* What needs to be done
Copy out each line of the listing below that contains the word "black".

*** Given information

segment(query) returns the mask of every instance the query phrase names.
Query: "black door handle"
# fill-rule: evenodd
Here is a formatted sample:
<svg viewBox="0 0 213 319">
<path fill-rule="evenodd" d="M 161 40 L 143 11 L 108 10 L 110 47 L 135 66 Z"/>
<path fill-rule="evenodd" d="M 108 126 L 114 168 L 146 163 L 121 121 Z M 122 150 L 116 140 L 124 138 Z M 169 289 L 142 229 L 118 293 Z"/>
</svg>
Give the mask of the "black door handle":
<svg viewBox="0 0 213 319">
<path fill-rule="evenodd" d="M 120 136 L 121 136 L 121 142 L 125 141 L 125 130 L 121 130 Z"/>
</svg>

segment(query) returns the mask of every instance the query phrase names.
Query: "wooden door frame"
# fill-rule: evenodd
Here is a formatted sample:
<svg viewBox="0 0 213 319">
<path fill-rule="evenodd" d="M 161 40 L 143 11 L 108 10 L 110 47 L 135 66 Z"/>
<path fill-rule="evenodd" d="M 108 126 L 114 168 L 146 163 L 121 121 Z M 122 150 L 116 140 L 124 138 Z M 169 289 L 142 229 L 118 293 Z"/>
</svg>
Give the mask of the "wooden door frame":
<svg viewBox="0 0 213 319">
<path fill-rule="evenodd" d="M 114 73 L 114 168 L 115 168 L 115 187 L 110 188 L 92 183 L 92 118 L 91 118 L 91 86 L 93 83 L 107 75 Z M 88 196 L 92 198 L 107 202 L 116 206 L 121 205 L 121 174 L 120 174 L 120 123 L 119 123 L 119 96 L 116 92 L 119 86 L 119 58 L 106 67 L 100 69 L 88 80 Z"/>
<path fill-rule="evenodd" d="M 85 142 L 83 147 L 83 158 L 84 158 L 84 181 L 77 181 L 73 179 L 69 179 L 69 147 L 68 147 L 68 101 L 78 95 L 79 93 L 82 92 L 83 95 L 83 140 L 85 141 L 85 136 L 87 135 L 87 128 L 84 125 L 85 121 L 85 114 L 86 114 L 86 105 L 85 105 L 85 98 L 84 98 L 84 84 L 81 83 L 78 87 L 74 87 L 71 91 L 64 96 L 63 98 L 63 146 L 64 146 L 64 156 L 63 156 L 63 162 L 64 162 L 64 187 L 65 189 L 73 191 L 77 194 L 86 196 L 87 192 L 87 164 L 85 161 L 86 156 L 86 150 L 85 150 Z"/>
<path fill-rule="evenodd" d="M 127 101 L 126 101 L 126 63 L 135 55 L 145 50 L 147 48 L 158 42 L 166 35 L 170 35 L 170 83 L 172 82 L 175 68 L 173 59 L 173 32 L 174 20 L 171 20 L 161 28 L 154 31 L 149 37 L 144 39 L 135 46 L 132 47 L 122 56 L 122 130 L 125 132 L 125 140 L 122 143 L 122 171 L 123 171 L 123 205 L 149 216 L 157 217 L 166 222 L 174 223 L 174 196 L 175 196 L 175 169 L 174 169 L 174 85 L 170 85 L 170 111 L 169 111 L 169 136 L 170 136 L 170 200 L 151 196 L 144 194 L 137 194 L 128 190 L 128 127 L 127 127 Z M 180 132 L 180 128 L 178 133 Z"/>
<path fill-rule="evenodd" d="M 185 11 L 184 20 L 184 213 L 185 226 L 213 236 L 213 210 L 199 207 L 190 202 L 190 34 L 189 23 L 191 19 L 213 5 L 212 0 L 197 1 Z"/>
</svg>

******

* Reply
Query: "black door handle"
Give the mask of the "black door handle":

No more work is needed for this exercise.